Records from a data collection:
········

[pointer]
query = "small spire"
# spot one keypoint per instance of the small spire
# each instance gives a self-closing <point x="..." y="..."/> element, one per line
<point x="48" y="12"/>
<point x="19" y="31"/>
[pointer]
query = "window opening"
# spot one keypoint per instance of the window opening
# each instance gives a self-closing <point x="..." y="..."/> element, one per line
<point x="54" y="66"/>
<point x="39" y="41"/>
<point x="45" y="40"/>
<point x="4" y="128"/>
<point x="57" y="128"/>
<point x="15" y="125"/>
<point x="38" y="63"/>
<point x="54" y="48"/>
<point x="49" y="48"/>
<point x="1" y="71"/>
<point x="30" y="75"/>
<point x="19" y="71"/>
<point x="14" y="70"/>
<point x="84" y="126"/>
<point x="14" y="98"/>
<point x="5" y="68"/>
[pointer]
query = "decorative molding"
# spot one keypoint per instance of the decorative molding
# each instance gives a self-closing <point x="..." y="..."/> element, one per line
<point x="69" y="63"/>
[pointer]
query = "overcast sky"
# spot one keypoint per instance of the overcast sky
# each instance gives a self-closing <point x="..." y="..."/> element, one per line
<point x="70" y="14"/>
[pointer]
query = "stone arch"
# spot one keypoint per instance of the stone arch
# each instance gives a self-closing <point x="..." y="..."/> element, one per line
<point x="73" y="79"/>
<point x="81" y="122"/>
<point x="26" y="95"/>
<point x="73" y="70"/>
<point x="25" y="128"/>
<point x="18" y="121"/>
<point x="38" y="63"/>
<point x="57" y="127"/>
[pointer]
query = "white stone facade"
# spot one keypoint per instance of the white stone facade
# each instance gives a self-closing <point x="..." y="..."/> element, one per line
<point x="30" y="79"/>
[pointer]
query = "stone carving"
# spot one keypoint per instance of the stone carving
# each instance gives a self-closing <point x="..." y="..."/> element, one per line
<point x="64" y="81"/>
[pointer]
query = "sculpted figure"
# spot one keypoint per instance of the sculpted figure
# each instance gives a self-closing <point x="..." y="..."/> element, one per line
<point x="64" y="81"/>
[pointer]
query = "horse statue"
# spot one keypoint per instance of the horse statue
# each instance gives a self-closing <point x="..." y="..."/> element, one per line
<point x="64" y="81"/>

········

Work to complete – Check every line of the records above for the string "molding". Copy those that hold it.

Task answer –
query = "decorative molding"
# spot one keypoint per instance of the decorative molding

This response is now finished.